#### DOCUMENT SECTION
★ ★ ★ ★

Also, do you have something else running on the Kubernetes cluster? Did you see any other problems? Is there any chance that Kubernetes cluster had any problems (e.g. network issues)?

Here are the values file. We are using sealed secrets for creds and encryption key, could that be the problem?

psmdb-values.txt (10.3 KB)

We are using sealed secrets for creds and encryption key, could that be the problem?

I doubt it. At least it doesn’t explain pods becoming unready randomly.

I see you’re using NFS for persistent volumes. Is there any chance you lose connectivity to your NFS server, even for a short period?

Could be possible. Most errors are connection issues. I’ll monitor it further and get back to you

1 Like

Hello, I still have this issue. I narrowed it down and it seems that the operator can’t recover the cluster once it starts the smart update. Can this update be disabled and how it detects that statefulset is not up to date?
So when this happens, 2 psmdb-cfg pods are restarted and the third one is not (age is different), also all of the 3 mongos pods are displaying readiness error

When I delete the third cfg pod, operator continues to restart rs0 pods one by one and mongos one by one. It seems to me it start restarting cfg pods and it fails on the third one, once I delete that one and is recreated, operator continues restarting the rest of the psmdb pods. Please check the attached log and help me fix this issue if possible. Thank you

psmdb-operator-6f9bf9585c-4xnpc.log (54.3 KB)

★ ★ ★ ★

#### EXERCISE PROMPT
Rewrite the part of the Kubernetes forum thread starting at "Could be possible." and ending at "up to date?", replacing "smart update" with "rolling update".

(Photo-based point labeling records)

★ ★ ★ ★

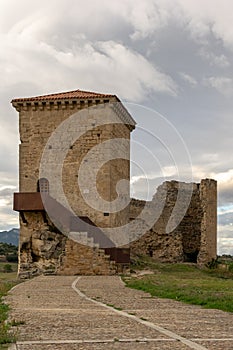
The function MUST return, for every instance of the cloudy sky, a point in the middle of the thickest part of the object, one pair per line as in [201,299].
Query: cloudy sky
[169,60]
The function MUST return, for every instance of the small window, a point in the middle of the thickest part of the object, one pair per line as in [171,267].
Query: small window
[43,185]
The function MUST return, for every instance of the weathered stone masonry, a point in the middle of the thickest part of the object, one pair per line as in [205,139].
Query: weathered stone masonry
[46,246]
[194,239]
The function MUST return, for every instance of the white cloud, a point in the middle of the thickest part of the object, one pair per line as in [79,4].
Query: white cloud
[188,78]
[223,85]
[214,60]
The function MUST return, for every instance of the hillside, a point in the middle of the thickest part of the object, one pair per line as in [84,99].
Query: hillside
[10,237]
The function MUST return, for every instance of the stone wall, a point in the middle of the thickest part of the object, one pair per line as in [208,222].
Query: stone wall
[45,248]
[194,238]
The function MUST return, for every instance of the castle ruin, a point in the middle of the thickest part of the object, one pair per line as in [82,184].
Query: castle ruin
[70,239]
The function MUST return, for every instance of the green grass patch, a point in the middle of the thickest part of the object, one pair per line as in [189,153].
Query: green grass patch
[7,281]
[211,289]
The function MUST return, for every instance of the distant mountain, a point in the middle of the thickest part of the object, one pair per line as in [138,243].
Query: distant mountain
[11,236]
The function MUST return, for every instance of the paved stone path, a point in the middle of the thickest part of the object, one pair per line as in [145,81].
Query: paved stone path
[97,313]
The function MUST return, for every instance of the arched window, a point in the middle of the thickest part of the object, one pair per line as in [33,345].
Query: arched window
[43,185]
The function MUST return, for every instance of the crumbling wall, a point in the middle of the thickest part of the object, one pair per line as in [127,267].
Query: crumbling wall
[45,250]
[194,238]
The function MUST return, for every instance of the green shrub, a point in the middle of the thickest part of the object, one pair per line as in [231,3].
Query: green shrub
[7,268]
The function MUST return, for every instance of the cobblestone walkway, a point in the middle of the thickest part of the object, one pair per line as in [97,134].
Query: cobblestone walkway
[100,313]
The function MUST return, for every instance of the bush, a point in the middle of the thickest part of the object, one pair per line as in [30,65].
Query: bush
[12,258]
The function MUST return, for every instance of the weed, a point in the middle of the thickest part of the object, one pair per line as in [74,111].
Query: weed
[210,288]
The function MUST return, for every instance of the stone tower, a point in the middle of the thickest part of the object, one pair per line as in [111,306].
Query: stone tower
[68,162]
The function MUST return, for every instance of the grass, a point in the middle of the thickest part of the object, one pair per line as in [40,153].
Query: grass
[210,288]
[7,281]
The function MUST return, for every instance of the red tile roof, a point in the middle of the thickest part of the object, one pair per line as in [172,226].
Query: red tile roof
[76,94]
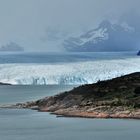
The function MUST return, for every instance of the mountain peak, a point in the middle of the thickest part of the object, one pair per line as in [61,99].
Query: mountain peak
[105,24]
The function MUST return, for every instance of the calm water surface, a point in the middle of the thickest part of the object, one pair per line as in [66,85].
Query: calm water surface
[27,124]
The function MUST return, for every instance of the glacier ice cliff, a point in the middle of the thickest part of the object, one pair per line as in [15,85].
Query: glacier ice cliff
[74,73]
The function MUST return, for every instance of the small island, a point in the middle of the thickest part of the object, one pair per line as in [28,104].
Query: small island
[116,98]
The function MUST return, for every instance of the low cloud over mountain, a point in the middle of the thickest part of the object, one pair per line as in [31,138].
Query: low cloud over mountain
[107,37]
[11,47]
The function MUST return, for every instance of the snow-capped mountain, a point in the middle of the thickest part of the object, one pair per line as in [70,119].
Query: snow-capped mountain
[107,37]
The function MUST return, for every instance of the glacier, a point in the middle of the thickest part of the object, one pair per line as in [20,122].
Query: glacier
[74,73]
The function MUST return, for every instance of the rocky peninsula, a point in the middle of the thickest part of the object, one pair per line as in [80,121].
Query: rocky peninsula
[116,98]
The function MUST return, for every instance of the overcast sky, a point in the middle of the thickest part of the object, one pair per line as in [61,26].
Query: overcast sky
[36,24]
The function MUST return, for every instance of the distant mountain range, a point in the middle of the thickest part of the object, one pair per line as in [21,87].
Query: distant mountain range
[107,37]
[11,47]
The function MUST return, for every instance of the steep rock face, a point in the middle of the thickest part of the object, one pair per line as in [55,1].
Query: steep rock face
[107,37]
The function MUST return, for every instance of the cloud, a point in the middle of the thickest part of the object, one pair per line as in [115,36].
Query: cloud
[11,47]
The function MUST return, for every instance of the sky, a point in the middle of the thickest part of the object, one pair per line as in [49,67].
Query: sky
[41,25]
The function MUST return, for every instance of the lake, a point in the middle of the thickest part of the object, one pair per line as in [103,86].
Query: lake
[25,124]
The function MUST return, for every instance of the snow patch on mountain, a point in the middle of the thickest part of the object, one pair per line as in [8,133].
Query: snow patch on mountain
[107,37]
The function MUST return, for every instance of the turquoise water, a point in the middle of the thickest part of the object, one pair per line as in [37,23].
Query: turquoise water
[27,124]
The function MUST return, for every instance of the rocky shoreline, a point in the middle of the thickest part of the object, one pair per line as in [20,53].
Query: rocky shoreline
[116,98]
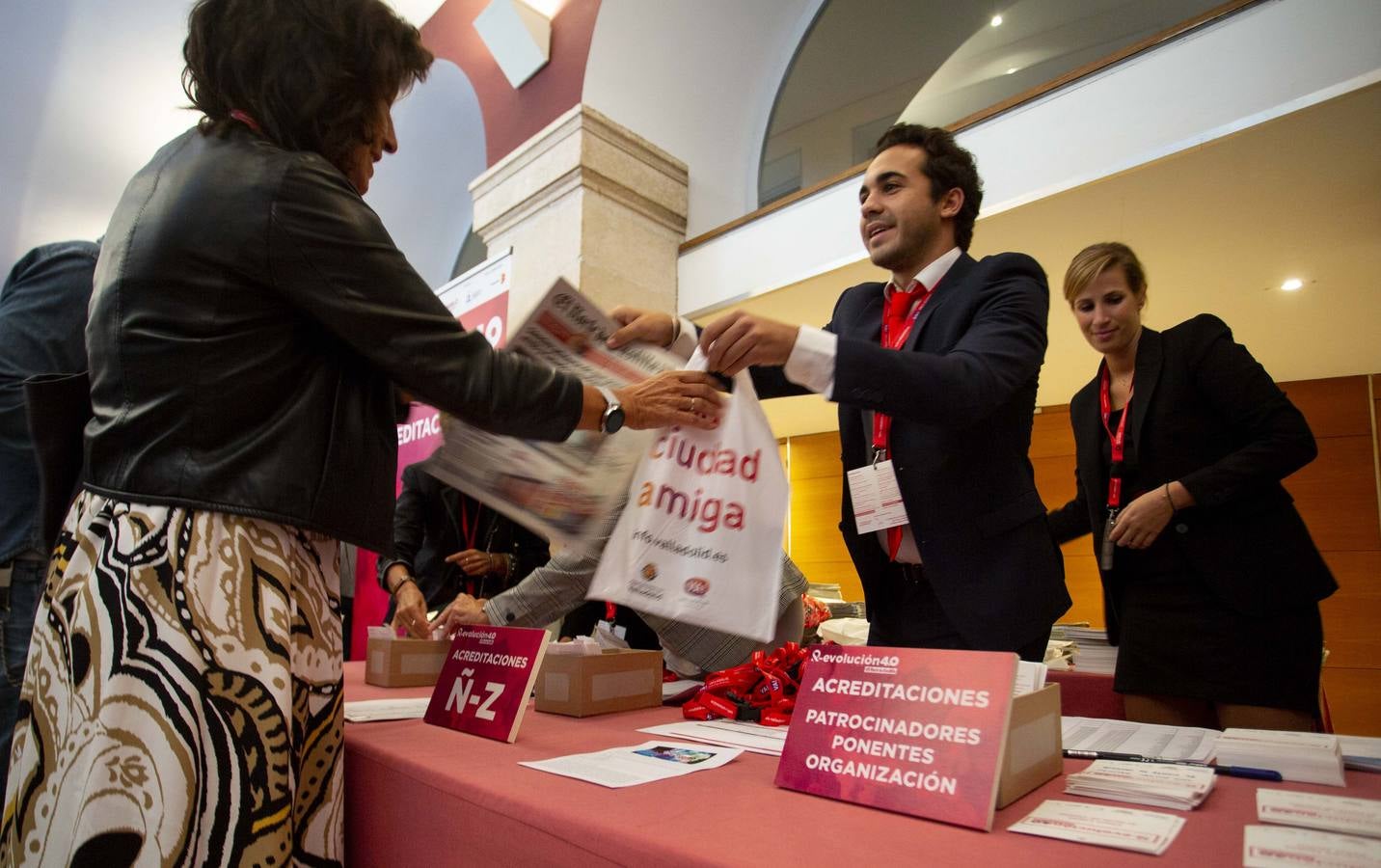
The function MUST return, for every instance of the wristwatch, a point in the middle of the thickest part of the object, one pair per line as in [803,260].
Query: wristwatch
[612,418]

★ ★ ★ ★

#### ANSWER TO THIS PROBLEM
Could be possible. Most errors are connection issues. I’ll monitor it further and get back to you

1 Like

Hello, I still have this issue. I narrowed it down and it seems that the operator can’t recover the cluster once it starts the rolling update. Can this update be disabled and how it detects that statefulset is not up to date?